Textgrundlage:
########################################

BERLIN – Waris Dirie, schön, agil, dünnhäutig, bricht in Tränen aus – und nicht nur sie. Gestandene Journalistinnen weinen, Kollegen werden unruhig. Bei der Eröffnung des „Desert Flower Center“ am Mittwochabend im Zehlendorfer Krankenhaus Waldfriede wurde es ganz still. Über dreihundert Gäste hören die Schreie eines vierjährigen Mädchens, dem in der afrikanischen Wüste mit brutaler Gewalt die Klitoris und die Schamlippen entfernt werden. Die Vagina wird danach fast ganz zugenäht. Es ist nur ein Filmausschnitt, aber er bildet eine Wirklichkeit ab, die täglich weltweit etwa 8.000 kleine Mädchen erdulden müssen.

„Es ist ein Verbrechen, es ist kein Kulturgut oder gar eine Tradition“, sagt Waris Dirie über diesen Tag in der Wüstenregion von Somalia, der ihr Leben veränderte. Sie hat sich wieder gefasst und berichtet von den Qualen, die es ihr bereitet hat, sich immer wieder dem Thema FGM, „Female Genital Mutilation“ zu stellen. Lange war sie eine einsame Kämpferin, die als berühmtes Topmodel im Jahr 1997 erstmals für die Zeitschrift Marie Claire über ihre Beschneidung in der Kindheit sprach. Damals war sie 32 Jahre alt. Ein weltweites Medienecho schleuderte sie buchstäblich in eine neue Lebensbahn. Im selben Jahr wurde sie UN-Sonderbotschafterin gegen Beschneidung.

Sie veröffentlichte 1998 ihr erstes Buch „Wüstenblume“ (Originaltitel: Desert Flower), das ein Bestseller wurde. Die Verfilmung unter Sherry Hormann kam unter demselben Titel 2009 ebenso erfolgreich in die Kinos.

Sir Simon Rattle, Chefdirigent der Berliner Philharmoniker, voller Respekt und AnerkennungSir Simon Rattle, Chefdirigent der Berliner Philharmoniker, voller Respekt und Anerkennung in Berlin.        Foto: Florian Godovits / Epoch Times Deutschland

„Wenn die Kreativen sich eines Themas annehmen, dann kann man einen Durchbruch schaffen“, sagt dazu Dr. Gabriele Halder vom Verein „Stopp FGM“, Berlin Brandenburg. Selbst in Deutschland leben circa 50.000 Opfer mit Genitalverstümmelung! Auch Sir Simon Rattle, Chefdirigent der Berliner Philharmoniker, reihte sich ein in die öffentlichen Unterstützer dieses Projekts.

Im Jahr 2002 hatte Dirie schon die „Desert Flower Foundation“ in Wien gegründet. Die Stiftung sammelt Geld, um auf das weltweite Problem von FGM aufmerksam zu machen und Betroffenen zu helfen.

########################################

(Datensätze aus einem Datenbestand)
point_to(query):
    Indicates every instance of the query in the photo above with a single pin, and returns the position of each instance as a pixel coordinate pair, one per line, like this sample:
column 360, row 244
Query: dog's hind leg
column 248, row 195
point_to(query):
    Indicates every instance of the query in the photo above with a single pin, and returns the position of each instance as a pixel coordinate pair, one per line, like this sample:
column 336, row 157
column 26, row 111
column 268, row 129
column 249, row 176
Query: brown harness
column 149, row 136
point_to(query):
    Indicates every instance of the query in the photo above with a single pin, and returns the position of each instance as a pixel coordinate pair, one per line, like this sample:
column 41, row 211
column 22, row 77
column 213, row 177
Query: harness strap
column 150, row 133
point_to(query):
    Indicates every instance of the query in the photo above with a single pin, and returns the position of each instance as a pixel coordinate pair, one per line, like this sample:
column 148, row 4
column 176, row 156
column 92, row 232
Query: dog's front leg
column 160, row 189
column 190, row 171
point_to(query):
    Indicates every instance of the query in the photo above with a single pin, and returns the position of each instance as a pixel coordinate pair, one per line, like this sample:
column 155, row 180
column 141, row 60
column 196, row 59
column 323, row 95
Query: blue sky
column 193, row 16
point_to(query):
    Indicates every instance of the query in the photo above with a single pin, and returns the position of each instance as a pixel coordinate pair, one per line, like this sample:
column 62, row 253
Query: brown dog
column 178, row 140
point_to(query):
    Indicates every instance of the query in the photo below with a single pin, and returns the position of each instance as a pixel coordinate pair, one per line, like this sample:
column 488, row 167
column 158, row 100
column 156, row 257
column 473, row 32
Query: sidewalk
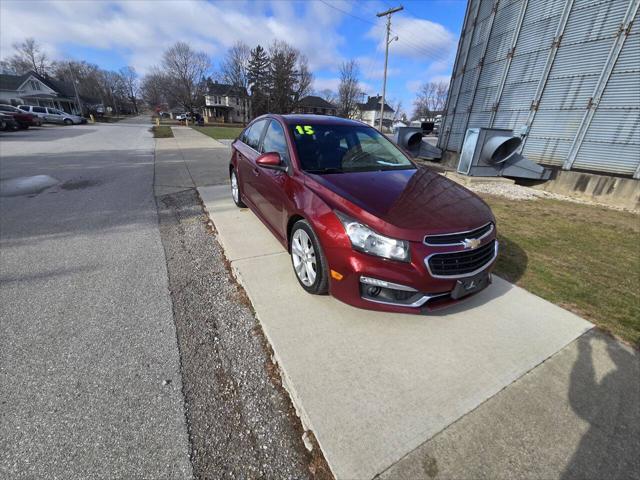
column 189, row 160
column 469, row 392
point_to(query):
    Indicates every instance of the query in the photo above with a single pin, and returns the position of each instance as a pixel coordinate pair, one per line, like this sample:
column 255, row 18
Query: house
column 369, row 112
column 33, row 89
column 315, row 105
column 227, row 104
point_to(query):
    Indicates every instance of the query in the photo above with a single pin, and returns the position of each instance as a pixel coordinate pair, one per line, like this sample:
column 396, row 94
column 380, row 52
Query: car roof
column 292, row 119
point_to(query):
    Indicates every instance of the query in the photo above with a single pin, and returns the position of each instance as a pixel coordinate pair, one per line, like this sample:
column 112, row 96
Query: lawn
column 583, row 258
column 220, row 132
column 162, row 131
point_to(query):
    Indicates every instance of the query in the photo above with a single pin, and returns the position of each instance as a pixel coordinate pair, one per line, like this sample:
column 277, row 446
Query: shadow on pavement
column 611, row 405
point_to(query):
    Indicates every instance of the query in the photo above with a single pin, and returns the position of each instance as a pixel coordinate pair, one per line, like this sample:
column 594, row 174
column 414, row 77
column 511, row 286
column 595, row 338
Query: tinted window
column 326, row 148
column 275, row 141
column 252, row 137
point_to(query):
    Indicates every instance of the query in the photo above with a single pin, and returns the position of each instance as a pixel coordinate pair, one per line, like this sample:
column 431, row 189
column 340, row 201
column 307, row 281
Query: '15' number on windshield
column 307, row 129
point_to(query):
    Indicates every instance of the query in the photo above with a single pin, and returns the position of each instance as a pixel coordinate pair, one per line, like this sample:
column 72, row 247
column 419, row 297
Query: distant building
column 369, row 112
column 33, row 89
column 316, row 105
column 227, row 104
column 565, row 75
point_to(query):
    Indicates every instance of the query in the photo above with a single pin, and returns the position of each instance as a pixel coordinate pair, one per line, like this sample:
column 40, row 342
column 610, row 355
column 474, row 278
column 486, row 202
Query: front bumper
column 406, row 287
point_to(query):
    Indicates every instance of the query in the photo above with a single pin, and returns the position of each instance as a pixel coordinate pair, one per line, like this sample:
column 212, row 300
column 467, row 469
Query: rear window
column 326, row 148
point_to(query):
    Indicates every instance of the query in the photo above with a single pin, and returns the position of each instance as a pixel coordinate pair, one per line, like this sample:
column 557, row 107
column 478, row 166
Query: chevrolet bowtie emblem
column 471, row 243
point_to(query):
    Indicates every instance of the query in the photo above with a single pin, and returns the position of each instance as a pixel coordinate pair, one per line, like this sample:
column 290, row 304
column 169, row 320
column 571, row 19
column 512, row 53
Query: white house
column 227, row 104
column 369, row 112
column 34, row 89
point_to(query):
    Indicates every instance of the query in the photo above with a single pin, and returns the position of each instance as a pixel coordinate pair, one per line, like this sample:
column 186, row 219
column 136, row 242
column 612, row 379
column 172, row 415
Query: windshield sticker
column 305, row 129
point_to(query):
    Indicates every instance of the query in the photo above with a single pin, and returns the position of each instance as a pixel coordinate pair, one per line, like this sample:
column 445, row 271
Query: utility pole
column 388, row 14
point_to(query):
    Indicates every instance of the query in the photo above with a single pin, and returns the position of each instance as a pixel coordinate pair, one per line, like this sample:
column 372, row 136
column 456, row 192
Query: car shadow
column 610, row 405
column 34, row 134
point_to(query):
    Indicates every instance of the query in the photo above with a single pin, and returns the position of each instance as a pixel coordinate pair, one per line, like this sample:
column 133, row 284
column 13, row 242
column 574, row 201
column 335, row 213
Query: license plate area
column 470, row 285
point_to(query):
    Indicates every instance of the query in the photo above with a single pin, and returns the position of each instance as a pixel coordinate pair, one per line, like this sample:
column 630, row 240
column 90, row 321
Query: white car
column 53, row 115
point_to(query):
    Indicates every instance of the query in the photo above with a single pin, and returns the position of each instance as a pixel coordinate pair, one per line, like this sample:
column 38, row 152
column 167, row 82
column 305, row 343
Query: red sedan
column 359, row 218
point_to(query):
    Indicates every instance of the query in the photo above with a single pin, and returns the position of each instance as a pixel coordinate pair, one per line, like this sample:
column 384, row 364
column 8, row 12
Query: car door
column 248, row 152
column 271, row 185
column 53, row 116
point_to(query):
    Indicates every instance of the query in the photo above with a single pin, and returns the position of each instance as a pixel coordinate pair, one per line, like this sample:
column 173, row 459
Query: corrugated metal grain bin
column 565, row 72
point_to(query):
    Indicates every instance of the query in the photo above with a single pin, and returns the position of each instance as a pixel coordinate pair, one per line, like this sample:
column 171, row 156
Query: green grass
column 162, row 131
column 581, row 257
column 219, row 133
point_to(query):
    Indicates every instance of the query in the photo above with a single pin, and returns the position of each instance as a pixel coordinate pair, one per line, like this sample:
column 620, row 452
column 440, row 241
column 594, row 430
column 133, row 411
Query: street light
column 388, row 14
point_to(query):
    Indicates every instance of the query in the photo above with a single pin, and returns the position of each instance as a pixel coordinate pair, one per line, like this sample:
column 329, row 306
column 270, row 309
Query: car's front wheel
column 307, row 258
column 235, row 190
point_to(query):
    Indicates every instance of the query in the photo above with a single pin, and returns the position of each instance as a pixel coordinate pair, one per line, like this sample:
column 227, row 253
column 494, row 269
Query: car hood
column 410, row 203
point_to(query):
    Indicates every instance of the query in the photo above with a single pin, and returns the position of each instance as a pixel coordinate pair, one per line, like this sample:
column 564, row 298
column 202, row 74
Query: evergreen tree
column 259, row 76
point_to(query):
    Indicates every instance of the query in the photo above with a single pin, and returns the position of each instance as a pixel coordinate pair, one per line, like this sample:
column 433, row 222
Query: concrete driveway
column 90, row 385
column 375, row 388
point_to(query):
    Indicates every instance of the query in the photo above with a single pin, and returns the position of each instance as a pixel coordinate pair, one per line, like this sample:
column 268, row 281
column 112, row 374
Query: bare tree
column 186, row 71
column 131, row 85
column 349, row 90
column 29, row 56
column 153, row 88
column 431, row 98
column 328, row 95
column 290, row 77
column 235, row 67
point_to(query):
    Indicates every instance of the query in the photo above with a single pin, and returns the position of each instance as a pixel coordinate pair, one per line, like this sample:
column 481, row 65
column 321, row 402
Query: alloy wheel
column 304, row 257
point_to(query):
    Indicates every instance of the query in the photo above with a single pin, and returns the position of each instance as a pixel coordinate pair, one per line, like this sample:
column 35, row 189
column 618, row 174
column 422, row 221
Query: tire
column 236, row 193
column 307, row 259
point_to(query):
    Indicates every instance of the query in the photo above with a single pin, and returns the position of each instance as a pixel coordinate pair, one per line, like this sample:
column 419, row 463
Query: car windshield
column 325, row 148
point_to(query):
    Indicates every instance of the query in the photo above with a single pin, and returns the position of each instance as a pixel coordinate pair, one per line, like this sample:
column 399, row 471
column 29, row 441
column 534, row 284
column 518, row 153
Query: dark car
column 359, row 218
column 23, row 119
column 7, row 122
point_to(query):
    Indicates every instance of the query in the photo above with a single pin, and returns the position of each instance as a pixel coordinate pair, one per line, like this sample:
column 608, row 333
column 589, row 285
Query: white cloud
column 140, row 30
column 417, row 38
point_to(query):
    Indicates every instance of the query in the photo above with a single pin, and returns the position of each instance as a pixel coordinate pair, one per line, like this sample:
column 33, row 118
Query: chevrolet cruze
column 360, row 219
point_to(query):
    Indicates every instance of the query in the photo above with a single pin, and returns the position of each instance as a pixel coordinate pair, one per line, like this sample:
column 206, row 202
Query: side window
column 252, row 137
column 275, row 141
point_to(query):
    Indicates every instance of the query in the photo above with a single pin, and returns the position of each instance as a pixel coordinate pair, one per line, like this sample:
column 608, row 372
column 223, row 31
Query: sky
column 113, row 34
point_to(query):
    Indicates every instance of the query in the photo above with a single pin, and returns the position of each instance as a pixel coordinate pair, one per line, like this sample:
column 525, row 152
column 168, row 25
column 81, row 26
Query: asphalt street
column 90, row 383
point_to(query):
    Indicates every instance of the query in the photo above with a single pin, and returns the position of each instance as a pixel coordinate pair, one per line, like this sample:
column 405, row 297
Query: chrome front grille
column 462, row 264
column 459, row 238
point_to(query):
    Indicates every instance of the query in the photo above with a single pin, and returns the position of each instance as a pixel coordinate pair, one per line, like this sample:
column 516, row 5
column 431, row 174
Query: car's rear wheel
column 307, row 259
column 235, row 190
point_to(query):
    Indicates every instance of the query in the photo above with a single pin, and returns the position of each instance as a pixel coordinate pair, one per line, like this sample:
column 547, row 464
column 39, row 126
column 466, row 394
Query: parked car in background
column 8, row 122
column 359, row 218
column 54, row 115
column 23, row 119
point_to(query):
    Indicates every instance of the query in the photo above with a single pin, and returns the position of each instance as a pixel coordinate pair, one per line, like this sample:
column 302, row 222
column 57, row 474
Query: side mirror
column 271, row 160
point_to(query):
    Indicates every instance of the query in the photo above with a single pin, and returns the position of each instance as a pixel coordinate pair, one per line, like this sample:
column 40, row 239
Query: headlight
column 366, row 240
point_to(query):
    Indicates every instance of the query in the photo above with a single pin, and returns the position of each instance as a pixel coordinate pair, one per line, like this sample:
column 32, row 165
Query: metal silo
column 564, row 72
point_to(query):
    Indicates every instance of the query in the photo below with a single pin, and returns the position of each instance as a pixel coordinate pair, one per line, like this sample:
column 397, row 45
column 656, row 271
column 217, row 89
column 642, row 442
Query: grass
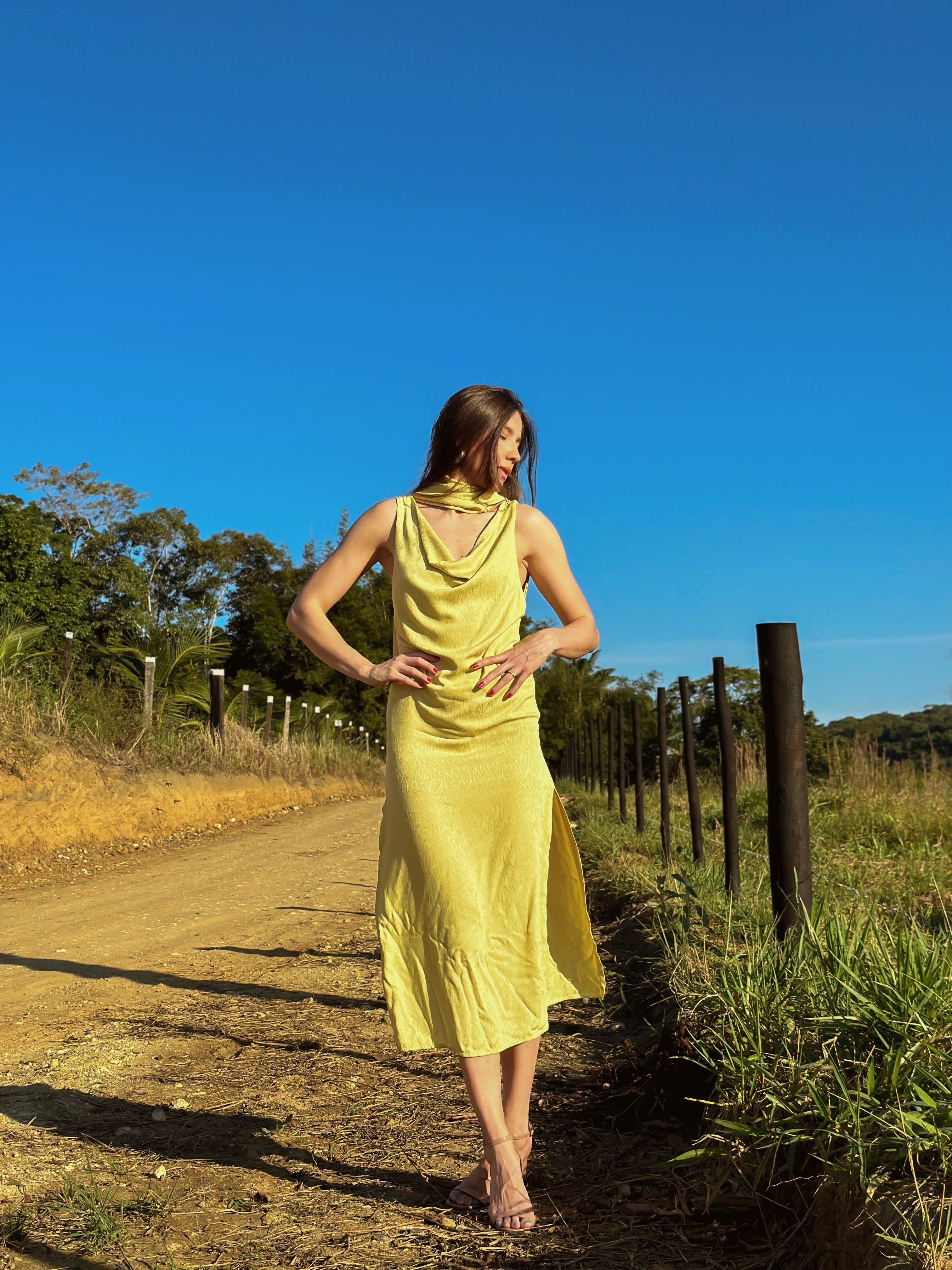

########################################

Deine Aufgaben:
1) Beantworte mithilfe des Berichts über Waris Dirie folgende Fragen:
(a) In welchem Jahr sprach Dirie erstmals in der Zeitschrift Marie Claire über ihre Beschneidung?
(b) Wie lautet der Titel ihres ersten Buches, und wann wurde es veröffentlicht?
(c) In welcher Stadt gründete Dirie im Jahr 2002 die „Desert Flower Foundation“?
2) Schreibe den Bericht über Waris Dirie im Anschluss an seinen letzten Satz weiter.
Für die Bearbeitung brauchst du die Daten nicht.

Lösungen:
1)
(a) 1997
(b) „Wüstenblume“, 1998
(c) In Wien

2)
Ein einzigartiges Konzept

Und nun wurde festlich begangen, dass im Krankenhaus Waldfriede ein medizinisches Angebot für die von FGM Betroffenen etabliert wird – unter der Schirmherrschaft von Waris Dirie. Dr. Roland Scherer, Chefarzt des „Zentrums für Darm- und Beckenbodenchirurgie“ im Krankenhaus Waldfriede, beschäftigt sich mit dem Thema FGM bereits seit vielen Jahren. Um betroffenen Frauen zu helfen, nahm er 2012 gemeinsam mit Bernd Quoß, dem Geschäftsführer des Hauses, Kontakt zur „Desert Flower Foundation“ in Wien auf.

Dieses Konzept ist bisher weltweit einzigartig. „Neben hochspezialisierten Beckenbodenchirurgen stehen im ‚Desert Flower Center‘ Waldfriede ebenso Psychologen, Seelsorger, Sozialdienst und Selbsthilfegruppen für eine weitergehende bzw. ergänzende Betreuung bereit“, sagt dazu Dr. Roland Scherer.

Die Kosten für Operationen werden für in Deutschland versicherte Patientinnen von den gesetzlichen und privaten Krankenkassen getragen. Selbst Nichtversicherte – etwa aus Afrika vor der grausamen Prozedur geflohene Frauen – können auf finanzielle Unterstützung bei Behandlung bauen. Gemeinsam mit der „Desert Flower Foundation“ Wien wird der „Förderverein Waldfriede e.V.“ finanzielle Mittel einwerben bzw. bereitstellen.

„Wir haben zunächst alles eingerichtet, um schnell helfen zu können. Das Geld kommt an zweiter Stelle und wir sind sicher, dass wir genügend Unterstützung finden werden.“ Geschäftsführer Bernd Quoß ist zuversichtlich.

Das öffentliche Leben

„Ich hätte so oft gern alles hinter mir gelassen“, klagte Waris Dirie am Beginn des Abends. Ein normales fröhliches Leben einer jungen Frau zu führen, gelang ihr nicht wirklich. Immer wusste sie, dass alle 11 Sekunden ein Schicksal wie ihres irgendwo auf der Welt besiegelt wurde. Ein Schicksal, das lebenslange Schmerzen, Behinderungen, Krankheiten und Tod bringen konnte.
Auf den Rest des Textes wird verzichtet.